Write out the lines below word for word, from the line containing "Would you be able to mark the excavator track" through the last line, inclusive.

:: Supplied data

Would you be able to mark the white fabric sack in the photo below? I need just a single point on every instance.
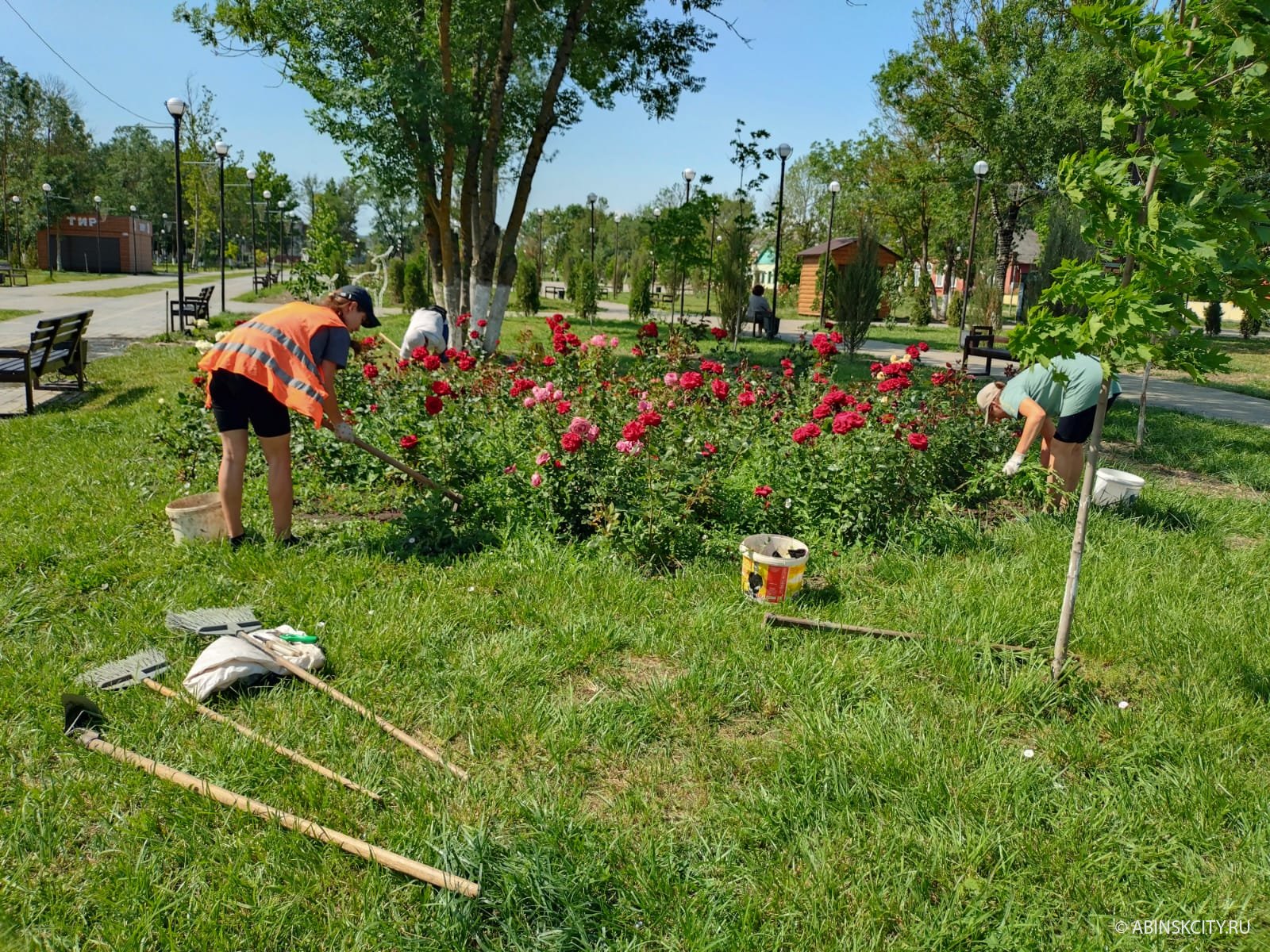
(230, 659)
(427, 329)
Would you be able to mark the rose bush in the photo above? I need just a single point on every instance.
(658, 454)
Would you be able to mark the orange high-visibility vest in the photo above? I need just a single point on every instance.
(276, 352)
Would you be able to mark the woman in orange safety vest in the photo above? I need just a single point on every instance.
(283, 359)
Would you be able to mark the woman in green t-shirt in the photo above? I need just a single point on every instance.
(1068, 391)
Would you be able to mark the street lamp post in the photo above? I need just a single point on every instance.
(829, 249)
(714, 213)
(48, 226)
(221, 152)
(683, 272)
(251, 179)
(133, 234)
(618, 217)
(177, 108)
(784, 150)
(591, 201)
(17, 224)
(981, 171)
(97, 211)
(281, 262)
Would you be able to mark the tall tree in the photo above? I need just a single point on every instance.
(1010, 82)
(442, 95)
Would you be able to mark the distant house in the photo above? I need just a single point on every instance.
(765, 268)
(842, 251)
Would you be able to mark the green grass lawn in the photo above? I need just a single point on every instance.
(651, 767)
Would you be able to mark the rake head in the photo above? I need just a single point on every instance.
(214, 622)
(80, 714)
(126, 672)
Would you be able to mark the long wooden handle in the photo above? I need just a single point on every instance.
(248, 733)
(349, 844)
(787, 621)
(408, 470)
(391, 729)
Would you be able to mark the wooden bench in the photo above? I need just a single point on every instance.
(56, 346)
(10, 276)
(981, 342)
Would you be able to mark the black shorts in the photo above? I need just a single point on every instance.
(1076, 428)
(238, 400)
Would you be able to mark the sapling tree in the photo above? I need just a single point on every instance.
(1168, 206)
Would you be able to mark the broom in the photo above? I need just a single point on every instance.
(241, 622)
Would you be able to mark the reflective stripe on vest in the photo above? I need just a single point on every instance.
(275, 351)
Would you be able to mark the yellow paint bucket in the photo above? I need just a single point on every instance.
(772, 566)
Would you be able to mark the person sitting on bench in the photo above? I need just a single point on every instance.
(759, 310)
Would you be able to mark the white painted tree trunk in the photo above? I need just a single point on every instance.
(497, 311)
(1083, 524)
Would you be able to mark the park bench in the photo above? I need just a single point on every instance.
(981, 342)
(10, 276)
(190, 310)
(57, 346)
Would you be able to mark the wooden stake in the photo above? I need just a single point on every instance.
(349, 844)
(813, 624)
(391, 729)
(248, 733)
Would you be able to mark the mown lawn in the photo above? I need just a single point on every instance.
(651, 767)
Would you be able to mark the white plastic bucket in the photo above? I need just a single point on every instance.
(197, 518)
(1117, 488)
(772, 566)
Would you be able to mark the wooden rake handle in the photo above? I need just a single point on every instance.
(391, 729)
(408, 470)
(349, 844)
(248, 733)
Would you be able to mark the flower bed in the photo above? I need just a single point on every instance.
(652, 450)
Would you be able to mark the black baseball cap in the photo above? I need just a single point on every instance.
(361, 298)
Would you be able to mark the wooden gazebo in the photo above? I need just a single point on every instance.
(841, 251)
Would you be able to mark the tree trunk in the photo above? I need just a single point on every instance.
(1083, 522)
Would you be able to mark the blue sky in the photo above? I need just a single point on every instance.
(806, 76)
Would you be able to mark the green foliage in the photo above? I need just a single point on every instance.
(641, 305)
(527, 296)
(416, 286)
(397, 281)
(1213, 319)
(856, 291)
(587, 290)
(920, 301)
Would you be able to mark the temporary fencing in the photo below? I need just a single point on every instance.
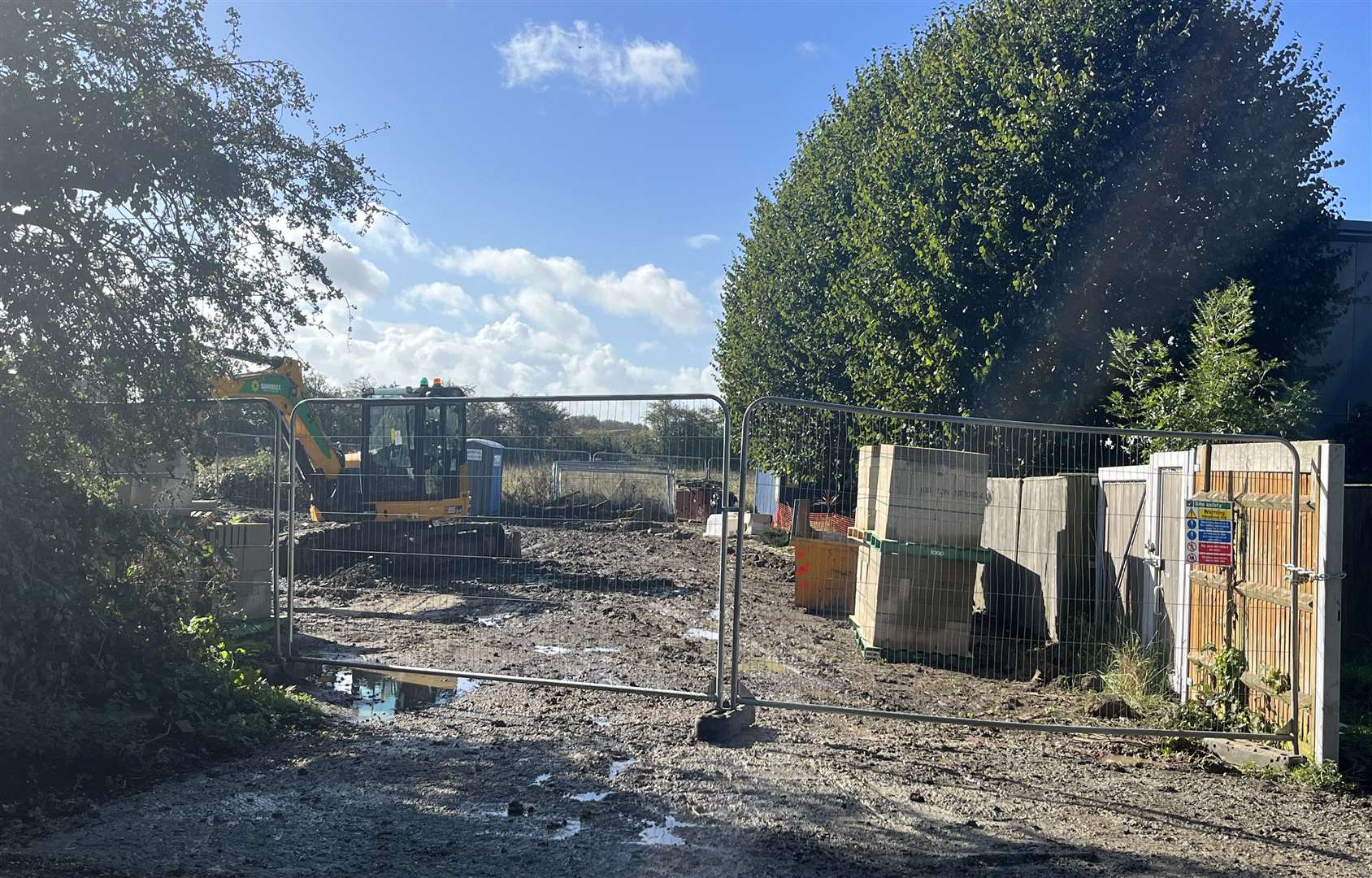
(467, 566)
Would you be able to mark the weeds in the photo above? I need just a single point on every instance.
(1138, 676)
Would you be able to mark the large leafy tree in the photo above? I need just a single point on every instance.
(161, 198)
(973, 215)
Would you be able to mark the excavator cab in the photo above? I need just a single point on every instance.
(404, 494)
(413, 449)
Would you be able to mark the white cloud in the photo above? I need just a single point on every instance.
(540, 52)
(644, 291)
(504, 357)
(442, 297)
(526, 337)
(549, 313)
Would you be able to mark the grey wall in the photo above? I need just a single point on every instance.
(1349, 347)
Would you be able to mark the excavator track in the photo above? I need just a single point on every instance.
(446, 549)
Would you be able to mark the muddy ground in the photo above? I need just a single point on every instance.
(610, 784)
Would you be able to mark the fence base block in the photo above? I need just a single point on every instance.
(723, 724)
(1252, 754)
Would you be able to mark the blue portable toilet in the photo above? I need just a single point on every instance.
(484, 465)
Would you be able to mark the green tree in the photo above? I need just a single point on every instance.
(1222, 385)
(161, 198)
(973, 215)
(532, 423)
(685, 434)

::::

→ **Correct response**:
Would you be able to mark the excavator track in the photo above? I need just a single point on every instance.
(446, 549)
Would you be able to mark the muddy ground in the photo above? I need just a single point on every instance.
(610, 784)
Would you be able to mark the fence base block in the photo above? I need just a single point on every instance.
(723, 724)
(1252, 754)
Would you be able to mark the blue portable toilet in the photo above? I need just a single point on every instance.
(484, 465)
Would you be able to mark the green tree in the photo above? I need just a single point on every instance.
(1222, 385)
(161, 198)
(973, 215)
(532, 423)
(685, 434)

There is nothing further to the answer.